> **EXERCISE TASK**: Copy every one of the records below word for word.

> **DATA PROVIDED**:
+--

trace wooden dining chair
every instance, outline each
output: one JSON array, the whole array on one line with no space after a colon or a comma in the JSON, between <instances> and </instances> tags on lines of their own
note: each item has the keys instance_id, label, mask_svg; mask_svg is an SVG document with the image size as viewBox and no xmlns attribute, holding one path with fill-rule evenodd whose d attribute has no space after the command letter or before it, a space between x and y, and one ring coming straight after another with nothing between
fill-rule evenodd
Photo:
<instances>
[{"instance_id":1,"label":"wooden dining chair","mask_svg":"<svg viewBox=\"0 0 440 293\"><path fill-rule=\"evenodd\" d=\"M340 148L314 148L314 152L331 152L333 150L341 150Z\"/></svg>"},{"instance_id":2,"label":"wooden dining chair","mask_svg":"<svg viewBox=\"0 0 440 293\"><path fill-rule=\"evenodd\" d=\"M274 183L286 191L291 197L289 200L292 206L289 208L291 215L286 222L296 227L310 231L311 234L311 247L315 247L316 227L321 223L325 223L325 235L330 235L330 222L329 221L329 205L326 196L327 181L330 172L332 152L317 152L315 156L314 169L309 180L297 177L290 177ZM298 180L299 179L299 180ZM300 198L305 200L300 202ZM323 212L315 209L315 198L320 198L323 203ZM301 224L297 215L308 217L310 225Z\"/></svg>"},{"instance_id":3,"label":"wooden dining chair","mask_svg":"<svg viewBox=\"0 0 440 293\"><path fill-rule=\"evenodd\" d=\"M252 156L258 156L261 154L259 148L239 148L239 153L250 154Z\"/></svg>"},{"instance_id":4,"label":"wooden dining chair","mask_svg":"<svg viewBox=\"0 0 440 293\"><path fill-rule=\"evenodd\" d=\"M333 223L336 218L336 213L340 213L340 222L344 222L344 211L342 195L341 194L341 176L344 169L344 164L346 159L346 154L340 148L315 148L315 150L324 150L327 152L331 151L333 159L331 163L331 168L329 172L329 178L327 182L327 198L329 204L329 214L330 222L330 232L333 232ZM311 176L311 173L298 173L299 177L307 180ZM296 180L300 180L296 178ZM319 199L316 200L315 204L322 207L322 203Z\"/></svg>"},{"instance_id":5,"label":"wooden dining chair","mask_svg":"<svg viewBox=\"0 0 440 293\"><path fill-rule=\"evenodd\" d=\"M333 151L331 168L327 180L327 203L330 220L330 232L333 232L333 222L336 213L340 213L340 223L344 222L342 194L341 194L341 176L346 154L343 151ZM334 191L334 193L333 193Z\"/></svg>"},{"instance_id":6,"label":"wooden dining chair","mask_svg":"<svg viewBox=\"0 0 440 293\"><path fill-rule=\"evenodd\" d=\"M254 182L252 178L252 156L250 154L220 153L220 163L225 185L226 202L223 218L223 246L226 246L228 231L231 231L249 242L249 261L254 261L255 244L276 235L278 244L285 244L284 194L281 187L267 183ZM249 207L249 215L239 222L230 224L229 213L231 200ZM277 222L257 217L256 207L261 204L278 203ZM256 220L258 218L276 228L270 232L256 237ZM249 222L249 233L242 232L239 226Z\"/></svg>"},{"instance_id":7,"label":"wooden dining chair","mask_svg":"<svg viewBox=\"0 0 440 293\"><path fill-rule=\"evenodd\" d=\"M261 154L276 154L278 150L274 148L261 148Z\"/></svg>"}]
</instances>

+--

> **FINAL ANSWER**:
trace wooden dining chair
every instance, outline each
output: one JSON array, the whole array on one line with no space after a colon or a comma in the JSON, between <instances> and </instances> tags on lines of their own
note: each item has the keys instance_id, label, mask_svg; mask_svg is an SVG document with the image size as viewBox and no xmlns attribute, holding one path with fill-rule evenodd whose d attribute has no space after the command letter or before it, a space between x and y, and one ring coming straight after another with nothing between
fill-rule evenodd
Photo:
<instances>
[{"instance_id":1,"label":"wooden dining chair","mask_svg":"<svg viewBox=\"0 0 440 293\"><path fill-rule=\"evenodd\" d=\"M340 148L314 148L314 152L331 152L333 150L341 150Z\"/></svg>"},{"instance_id":2,"label":"wooden dining chair","mask_svg":"<svg viewBox=\"0 0 440 293\"><path fill-rule=\"evenodd\" d=\"M274 183L286 191L291 197L289 200L292 206L289 208L291 215L286 222L296 227L310 231L311 234L311 247L315 247L316 227L321 223L325 223L325 235L330 235L330 222L329 221L329 205L326 196L327 181L330 172L332 152L317 152L315 156L314 169L309 180L297 177L290 177ZM298 180L299 179L299 180ZM300 198L305 200L300 202ZM323 212L315 209L315 198L320 198L323 203ZM301 224L297 215L308 217L310 225Z\"/></svg>"},{"instance_id":3,"label":"wooden dining chair","mask_svg":"<svg viewBox=\"0 0 440 293\"><path fill-rule=\"evenodd\" d=\"M252 156L258 156L261 154L259 148L239 148L239 153L250 154Z\"/></svg>"},{"instance_id":4,"label":"wooden dining chair","mask_svg":"<svg viewBox=\"0 0 440 293\"><path fill-rule=\"evenodd\" d=\"M333 223L336 218L336 213L340 213L340 222L344 222L344 211L342 195L341 194L341 176L344 169L344 164L346 159L346 154L340 148L315 148L315 150L324 150L327 152L331 151L333 159L331 163L331 168L329 172L329 178L327 182L327 198L329 204L329 214L330 222L330 232L333 232ZM311 176L311 173L298 173L299 177L307 180ZM296 180L300 180L296 178ZM319 199L316 200L315 204L322 207L322 203Z\"/></svg>"},{"instance_id":5,"label":"wooden dining chair","mask_svg":"<svg viewBox=\"0 0 440 293\"><path fill-rule=\"evenodd\" d=\"M333 151L331 168L327 180L327 203L330 220L330 232L333 232L333 222L336 213L340 213L340 223L344 222L342 194L341 194L341 176L346 154L343 151ZM334 191L334 193L333 193Z\"/></svg>"},{"instance_id":6,"label":"wooden dining chair","mask_svg":"<svg viewBox=\"0 0 440 293\"><path fill-rule=\"evenodd\" d=\"M254 182L252 178L252 156L250 154L220 153L220 163L225 185L226 202L223 218L223 246L226 246L228 231L231 231L249 242L249 261L254 261L255 244L276 235L278 244L285 244L284 194L281 187L267 183ZM249 207L249 215L239 222L230 224L229 213L231 200ZM277 222L257 217L256 207L261 204L278 203ZM256 220L258 218L276 228L270 232L256 237ZM249 222L249 233L242 232L239 226Z\"/></svg>"},{"instance_id":7,"label":"wooden dining chair","mask_svg":"<svg viewBox=\"0 0 440 293\"><path fill-rule=\"evenodd\" d=\"M261 154L276 154L278 150L274 148L261 148Z\"/></svg>"}]
</instances>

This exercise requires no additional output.